>> Start DATASET RECORDS
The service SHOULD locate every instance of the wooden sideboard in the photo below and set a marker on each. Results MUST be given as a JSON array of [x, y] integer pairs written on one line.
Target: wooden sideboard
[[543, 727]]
>> End DATASET RECORDS
>> Start DATASET RECORDS
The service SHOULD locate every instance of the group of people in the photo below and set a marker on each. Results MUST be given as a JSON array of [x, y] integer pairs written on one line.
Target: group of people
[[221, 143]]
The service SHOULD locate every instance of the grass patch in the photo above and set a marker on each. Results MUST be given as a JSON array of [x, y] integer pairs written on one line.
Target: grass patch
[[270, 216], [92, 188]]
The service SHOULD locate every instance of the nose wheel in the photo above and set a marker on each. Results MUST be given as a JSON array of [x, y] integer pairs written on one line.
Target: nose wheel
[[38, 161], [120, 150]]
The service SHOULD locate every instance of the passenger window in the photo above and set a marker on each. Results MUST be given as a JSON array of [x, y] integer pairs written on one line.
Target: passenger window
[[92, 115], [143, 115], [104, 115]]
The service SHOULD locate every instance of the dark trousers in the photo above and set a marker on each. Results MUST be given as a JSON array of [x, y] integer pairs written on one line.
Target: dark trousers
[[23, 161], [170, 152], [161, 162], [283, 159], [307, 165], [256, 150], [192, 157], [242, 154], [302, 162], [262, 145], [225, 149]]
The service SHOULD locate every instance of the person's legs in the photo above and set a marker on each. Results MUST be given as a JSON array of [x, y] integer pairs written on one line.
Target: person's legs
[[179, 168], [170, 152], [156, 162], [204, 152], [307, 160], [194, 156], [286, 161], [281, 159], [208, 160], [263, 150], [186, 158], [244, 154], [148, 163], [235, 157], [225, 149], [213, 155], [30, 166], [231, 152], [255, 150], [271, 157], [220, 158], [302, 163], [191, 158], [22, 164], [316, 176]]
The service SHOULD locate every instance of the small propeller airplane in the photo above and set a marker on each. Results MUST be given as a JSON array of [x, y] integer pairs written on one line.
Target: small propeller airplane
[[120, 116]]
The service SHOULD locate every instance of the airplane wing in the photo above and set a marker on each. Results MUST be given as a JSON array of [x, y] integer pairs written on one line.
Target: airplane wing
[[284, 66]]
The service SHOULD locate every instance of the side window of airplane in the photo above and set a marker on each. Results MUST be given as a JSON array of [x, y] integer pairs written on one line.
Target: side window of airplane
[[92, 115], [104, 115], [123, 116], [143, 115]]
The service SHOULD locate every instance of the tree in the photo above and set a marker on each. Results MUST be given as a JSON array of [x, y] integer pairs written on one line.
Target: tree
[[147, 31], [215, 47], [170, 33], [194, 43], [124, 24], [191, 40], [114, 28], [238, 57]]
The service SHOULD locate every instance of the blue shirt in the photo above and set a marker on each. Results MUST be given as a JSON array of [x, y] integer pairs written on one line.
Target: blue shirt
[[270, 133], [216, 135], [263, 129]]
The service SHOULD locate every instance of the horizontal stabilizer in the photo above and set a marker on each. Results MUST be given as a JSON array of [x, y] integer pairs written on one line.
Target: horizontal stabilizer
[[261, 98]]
>> End DATASET RECORDS
▶ [STATED PROBLEM] Copy out the lines from the one with "The service SHOULD locate every instance of the wooden" to the one with "[[543, 727]]", both included, keeping the request wording unchanged. Multiply every x and y coordinate in the answers by 0.8 and round each to a whole number, with halves rounded up.

▶ [TASK OUTPUT]
The service SHOULD locate every instance of the wooden sideboard in the photo below and set a marker on each. Results MUST be given as a JSON array of [x, y] integer pairs written on one line.
Target: wooden sideboard
[[434, 582]]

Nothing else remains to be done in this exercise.